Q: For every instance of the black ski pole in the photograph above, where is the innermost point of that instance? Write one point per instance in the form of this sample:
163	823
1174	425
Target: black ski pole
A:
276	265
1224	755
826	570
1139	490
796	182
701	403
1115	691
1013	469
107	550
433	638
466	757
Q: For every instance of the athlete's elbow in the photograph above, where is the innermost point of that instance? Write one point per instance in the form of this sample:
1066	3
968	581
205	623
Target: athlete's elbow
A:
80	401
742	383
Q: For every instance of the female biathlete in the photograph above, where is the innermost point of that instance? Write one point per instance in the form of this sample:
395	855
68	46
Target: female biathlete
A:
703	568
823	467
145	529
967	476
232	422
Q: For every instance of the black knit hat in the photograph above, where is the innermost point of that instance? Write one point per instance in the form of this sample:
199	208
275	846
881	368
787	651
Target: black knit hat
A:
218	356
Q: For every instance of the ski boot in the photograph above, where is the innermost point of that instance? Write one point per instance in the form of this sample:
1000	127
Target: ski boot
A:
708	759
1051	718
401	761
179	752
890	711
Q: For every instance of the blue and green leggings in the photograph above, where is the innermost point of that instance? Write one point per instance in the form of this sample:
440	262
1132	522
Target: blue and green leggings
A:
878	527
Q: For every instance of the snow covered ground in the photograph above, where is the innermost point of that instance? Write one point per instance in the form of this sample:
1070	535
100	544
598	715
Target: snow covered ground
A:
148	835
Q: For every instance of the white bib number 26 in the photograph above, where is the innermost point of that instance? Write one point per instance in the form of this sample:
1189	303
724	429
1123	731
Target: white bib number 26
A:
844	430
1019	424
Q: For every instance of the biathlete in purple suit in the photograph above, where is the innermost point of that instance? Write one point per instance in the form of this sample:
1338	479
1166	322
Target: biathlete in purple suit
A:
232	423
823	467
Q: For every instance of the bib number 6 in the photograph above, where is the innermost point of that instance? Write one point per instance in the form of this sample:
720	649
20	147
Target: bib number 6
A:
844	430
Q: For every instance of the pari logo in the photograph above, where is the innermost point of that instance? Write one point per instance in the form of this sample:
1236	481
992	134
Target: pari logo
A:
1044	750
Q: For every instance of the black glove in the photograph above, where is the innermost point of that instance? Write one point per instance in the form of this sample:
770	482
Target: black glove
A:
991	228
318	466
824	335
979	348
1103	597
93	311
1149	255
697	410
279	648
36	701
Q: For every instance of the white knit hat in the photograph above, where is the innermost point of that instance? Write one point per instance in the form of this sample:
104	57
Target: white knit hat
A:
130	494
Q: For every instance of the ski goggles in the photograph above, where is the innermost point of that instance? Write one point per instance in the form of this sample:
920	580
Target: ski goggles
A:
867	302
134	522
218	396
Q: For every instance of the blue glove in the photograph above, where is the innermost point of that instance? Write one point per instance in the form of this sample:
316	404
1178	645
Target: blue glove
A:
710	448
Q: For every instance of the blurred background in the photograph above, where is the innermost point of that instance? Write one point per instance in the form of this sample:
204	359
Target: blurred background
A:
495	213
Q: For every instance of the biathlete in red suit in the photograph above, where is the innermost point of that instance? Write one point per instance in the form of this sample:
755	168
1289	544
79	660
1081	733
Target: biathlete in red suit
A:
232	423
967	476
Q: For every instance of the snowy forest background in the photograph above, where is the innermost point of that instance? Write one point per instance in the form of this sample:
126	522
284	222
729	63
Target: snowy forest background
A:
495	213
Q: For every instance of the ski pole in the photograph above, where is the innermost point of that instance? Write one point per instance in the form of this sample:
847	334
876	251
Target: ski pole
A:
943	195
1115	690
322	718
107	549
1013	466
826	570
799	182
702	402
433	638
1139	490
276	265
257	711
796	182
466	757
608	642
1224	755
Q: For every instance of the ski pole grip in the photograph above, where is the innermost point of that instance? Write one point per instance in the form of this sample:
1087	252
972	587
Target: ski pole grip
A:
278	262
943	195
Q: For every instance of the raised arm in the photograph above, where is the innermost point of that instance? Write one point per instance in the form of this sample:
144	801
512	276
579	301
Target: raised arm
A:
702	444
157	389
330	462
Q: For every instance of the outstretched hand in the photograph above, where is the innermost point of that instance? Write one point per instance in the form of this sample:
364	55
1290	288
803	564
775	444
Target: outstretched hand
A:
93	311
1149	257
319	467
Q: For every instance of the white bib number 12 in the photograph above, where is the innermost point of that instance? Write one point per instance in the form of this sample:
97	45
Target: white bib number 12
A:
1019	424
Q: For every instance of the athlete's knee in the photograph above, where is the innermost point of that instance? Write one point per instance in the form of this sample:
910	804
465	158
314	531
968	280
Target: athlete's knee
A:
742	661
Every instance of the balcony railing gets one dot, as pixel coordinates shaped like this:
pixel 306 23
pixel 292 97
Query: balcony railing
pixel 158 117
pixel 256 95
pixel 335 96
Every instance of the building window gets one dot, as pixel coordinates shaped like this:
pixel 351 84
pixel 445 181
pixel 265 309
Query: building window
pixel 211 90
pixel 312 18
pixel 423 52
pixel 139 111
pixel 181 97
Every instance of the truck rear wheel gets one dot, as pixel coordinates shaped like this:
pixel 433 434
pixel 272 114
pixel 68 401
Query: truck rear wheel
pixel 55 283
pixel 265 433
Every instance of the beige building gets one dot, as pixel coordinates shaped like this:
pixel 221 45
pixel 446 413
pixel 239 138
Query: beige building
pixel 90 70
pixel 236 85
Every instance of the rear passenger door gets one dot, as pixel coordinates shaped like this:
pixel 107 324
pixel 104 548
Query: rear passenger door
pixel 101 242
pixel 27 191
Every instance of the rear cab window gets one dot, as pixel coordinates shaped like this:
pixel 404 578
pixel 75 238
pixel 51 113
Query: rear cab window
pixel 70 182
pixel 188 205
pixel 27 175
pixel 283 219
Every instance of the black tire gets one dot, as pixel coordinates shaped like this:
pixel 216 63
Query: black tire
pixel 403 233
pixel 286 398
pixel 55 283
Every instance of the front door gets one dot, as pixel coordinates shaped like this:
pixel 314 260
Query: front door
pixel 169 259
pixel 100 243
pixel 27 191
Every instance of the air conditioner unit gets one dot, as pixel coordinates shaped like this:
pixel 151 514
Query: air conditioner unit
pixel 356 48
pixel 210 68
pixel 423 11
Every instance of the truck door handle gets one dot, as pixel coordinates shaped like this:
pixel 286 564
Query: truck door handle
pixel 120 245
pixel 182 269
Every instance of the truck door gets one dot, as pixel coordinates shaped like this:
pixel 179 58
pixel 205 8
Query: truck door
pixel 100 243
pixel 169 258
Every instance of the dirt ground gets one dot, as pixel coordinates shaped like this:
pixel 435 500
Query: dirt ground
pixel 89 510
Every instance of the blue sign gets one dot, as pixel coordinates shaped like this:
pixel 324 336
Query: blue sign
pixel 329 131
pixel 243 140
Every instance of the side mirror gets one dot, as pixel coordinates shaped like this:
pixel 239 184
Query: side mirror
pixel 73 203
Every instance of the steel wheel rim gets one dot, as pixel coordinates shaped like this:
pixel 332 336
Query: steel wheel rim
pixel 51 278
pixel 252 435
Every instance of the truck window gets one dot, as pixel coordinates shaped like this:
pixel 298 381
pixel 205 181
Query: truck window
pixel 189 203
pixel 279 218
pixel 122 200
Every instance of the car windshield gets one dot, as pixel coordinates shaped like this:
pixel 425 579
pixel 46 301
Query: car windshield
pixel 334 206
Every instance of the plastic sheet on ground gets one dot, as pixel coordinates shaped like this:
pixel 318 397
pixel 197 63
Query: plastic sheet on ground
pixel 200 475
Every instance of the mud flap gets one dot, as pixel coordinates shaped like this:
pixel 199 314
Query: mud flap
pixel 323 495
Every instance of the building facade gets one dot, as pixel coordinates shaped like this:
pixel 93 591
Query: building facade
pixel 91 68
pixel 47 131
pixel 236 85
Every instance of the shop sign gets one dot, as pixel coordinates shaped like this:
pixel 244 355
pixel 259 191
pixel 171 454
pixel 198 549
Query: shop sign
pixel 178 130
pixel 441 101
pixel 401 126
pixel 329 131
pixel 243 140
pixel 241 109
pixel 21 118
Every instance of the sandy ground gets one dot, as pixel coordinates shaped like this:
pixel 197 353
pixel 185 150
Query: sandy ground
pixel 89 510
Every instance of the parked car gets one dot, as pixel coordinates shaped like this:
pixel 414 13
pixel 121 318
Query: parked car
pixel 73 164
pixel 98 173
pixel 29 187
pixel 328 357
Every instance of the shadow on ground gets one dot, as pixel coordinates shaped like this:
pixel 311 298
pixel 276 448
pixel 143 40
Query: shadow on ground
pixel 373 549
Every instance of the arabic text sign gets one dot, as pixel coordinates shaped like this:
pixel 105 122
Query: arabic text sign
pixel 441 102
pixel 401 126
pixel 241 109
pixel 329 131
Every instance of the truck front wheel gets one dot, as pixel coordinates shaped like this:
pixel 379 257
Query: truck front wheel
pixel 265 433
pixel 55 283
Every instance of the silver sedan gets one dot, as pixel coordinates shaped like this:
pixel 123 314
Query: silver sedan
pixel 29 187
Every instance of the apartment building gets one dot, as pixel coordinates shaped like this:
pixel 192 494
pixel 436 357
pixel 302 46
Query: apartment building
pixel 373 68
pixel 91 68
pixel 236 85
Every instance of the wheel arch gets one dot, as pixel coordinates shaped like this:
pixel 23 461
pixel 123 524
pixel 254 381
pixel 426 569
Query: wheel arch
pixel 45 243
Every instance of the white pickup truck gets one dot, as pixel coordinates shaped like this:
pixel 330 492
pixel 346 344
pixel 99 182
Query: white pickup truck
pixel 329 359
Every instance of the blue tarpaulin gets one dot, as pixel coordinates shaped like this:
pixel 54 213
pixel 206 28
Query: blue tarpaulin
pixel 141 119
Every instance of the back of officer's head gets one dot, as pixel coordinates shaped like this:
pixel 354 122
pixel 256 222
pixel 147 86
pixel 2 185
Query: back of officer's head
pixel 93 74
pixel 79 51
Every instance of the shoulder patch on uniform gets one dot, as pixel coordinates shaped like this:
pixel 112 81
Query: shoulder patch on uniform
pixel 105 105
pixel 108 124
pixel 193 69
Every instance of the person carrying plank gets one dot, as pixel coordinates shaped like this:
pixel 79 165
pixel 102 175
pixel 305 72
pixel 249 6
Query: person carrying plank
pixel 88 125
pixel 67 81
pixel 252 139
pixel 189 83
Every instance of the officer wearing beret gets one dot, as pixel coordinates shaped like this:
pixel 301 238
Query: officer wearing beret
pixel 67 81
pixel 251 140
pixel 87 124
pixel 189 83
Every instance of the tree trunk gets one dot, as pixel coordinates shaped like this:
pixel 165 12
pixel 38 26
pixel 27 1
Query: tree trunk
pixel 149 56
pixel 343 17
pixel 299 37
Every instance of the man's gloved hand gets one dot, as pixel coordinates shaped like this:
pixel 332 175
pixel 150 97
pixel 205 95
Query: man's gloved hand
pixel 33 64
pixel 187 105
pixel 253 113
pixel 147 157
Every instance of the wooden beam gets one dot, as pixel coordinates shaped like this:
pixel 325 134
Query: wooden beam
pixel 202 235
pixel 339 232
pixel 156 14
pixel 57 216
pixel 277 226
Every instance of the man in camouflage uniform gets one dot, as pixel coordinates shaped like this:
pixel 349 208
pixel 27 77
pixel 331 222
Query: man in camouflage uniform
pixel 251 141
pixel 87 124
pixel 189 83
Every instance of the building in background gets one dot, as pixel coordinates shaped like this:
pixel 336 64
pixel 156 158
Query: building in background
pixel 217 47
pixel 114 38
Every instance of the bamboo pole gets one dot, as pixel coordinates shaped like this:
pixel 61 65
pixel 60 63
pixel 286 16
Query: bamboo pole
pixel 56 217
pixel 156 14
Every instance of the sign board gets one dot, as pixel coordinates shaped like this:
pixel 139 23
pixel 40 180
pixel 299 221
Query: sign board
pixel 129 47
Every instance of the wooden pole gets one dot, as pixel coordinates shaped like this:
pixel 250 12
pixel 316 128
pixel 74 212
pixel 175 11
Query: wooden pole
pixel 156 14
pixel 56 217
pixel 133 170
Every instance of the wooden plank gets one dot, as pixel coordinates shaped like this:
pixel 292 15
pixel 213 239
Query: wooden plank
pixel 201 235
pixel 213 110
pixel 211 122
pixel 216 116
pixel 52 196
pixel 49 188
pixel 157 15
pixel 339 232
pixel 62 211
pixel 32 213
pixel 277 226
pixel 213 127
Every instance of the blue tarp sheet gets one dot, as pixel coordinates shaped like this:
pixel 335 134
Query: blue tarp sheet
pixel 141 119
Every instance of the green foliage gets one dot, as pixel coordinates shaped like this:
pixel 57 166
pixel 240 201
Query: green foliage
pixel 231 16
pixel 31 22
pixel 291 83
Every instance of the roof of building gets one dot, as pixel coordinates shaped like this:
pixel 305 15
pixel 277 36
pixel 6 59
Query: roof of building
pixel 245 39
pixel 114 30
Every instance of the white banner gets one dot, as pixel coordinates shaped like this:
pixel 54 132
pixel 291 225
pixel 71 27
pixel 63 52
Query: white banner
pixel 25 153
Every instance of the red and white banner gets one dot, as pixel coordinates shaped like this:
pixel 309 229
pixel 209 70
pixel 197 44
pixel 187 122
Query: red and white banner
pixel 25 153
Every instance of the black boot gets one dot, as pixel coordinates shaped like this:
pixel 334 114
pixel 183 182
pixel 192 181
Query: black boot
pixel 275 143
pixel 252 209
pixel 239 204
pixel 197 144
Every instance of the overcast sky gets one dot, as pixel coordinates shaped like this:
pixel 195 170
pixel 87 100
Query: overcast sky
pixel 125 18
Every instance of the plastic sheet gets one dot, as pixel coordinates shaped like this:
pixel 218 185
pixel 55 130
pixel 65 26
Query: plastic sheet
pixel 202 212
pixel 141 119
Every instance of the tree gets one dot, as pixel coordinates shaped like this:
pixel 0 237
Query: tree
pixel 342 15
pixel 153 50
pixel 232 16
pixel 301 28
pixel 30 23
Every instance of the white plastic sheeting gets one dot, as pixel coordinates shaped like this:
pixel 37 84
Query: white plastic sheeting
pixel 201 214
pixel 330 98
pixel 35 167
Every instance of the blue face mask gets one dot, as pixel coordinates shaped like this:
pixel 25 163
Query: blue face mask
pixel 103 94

—————

• WORK TASK
Wherever a line in the data above holds the word "biathlete", copy that line.

• RESPONSE TO THIS TASK
Q: For every instance of the female biathlete in the photograph above, where is the innermost point of that instance? Write one point per instance in the form of this sample:
Target: female biathlete
Q: For every instance of the biathlete in purple suit in the photograph above, where is the innermost point of that instance? Write one point per instance in the form of this sample:
Target: biathlete in purple suit
Q: For every instance of the biathlete in red suit in the photograph above, where is the innermost point of that instance? Write one point per instance in the form of this sample:
Target: biathlete in red suit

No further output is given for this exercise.